In the commentary on the Grand Theft Auto settlement, take the passage that begins at the words "Today, the makers" and stops after "appropriate for teenagers.". Write it out again with every "manufacturer" changed to "publisher".
SELECTED EXTRACT section start
Today, the makers of the Grand Theft Auto video game reached a settlement with the Federal Trade Commission (FTC). This is a travesty. This entire issue should NEVER have reached the FTC, and the members of Congress who pushed the FTC to get involved (most notably Hillary Clinton) should be ashamed of themselves. Their complaints about this game show their ignorance and fear of technology and media.
The controversy over Grand Theft Auto: San Andreas centered on the fact that there was “adult” themed content in the game. This content was NOT accessible to purchasers of the game as distributed by the manufacturer. A player could only access this content if he or she made changes to the game so that it would run sections of code the manufacturer had blocked out to keep the game’s rating more appropriate for teenagers.
For those of you who don’t see why I find Hillary’s objections so offensive, let me give you an analogy. Let us imagine that I own a beach house that I rent out to strangers 6 months a year. In that beach house, I have a closet that I keep certain personal possessions in (e.g., toiletries, cleaning solutions, medications, etc.) since I’m there half the year. When I’m not there, that closet is kept locked and renters are given an agreement to sign which says they’re not to go in that closet.
One of my renters has a teenage kid who figures out how to pick the lock on that closet. Inside, he finds something that interests him. He writes an article on his blog that tells his friends about the beach house and how to pick the lock on the storage closet. One of his buddies visits the house, picks the lock, and takes a whole bottle of my blood pressure medicine, believing it to be something that will get him high. He dies.
In this hypothetical example, I took reasonable precautions to protect that child. I locked the medications away in a closet. I made it a condition of rental that no one opens that closet. Getting into the closet required a person to learn to pick a lock, something most people can’t do. After the person picked the lock, they’d have to dig through some sealed boxes to even find the blood pressure medication. I think most of us could agree that the precautions I took are quite reasonable. Yes, I could have removed the medication from the house entirely. And I’m sure that after hearing of the death of someone’s child, I would have wished I had. But the bottom line here is that if people had respected my rental agreement and not bypassed the protection measures I had in place for their safety, the child wouldn’t have died. Period.
SELECTED EXTRACT section end
SUPPLIED RECORDS section start
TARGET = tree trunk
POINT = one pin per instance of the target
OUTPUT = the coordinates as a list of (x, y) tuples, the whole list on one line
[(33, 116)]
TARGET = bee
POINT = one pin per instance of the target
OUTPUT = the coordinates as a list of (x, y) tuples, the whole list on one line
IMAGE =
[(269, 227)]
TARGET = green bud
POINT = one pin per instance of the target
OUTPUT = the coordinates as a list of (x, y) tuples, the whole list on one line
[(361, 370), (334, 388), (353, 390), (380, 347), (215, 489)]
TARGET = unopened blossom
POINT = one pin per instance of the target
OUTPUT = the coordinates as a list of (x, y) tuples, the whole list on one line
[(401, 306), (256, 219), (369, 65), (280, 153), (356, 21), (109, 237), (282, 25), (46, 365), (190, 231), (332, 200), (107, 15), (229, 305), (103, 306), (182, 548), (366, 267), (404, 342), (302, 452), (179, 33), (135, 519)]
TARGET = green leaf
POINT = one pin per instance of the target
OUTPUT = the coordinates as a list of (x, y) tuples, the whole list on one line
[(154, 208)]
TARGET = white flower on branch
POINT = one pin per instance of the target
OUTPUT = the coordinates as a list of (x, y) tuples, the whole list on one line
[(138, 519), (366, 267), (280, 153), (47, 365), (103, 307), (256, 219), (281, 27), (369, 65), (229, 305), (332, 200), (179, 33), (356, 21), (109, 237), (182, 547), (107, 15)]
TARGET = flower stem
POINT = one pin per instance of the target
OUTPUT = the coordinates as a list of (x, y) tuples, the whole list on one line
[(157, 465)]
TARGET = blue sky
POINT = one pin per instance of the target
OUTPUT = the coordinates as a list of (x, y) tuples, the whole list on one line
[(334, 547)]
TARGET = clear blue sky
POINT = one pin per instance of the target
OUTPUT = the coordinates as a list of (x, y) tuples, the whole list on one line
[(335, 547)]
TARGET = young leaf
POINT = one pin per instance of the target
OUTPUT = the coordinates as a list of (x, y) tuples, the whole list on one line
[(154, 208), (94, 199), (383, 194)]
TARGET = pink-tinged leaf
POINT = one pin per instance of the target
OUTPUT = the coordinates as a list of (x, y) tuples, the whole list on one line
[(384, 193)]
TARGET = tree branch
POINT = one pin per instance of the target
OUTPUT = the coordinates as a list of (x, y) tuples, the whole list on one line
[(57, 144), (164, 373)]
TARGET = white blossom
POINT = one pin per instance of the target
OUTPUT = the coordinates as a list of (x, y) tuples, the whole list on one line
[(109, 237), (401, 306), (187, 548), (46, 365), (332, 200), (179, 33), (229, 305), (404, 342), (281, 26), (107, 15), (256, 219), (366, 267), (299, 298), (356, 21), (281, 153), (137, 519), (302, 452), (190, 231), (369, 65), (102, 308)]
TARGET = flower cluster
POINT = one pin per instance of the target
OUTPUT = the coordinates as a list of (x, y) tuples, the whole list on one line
SUPPLIED RECORDS section end
**TASK SOLUTION:**
Today, the makers of the Grand Theft Auto video game reached a settlement with the Federal Trade Commission (FTC). This is a travesty. This entire issue should NEVER have reached the FTC, and the members of Congress who pushed the FTC to get involved (most notably Hillary Clinton) should be ashamed of themselves. Their complaints about this game show their ignorance and fear of technology and media.
The controversy over Grand Theft Auto: San Andreas centered on the fact that there was “adult” themed content in the game. This content was NOT accessible to purchasers of the game as distributed by the publisher. A player could only access this content if he or she made changes to the game so that it would run sections of code the publisher had blocked out to keep the game’s rating more appropriate for teenagers.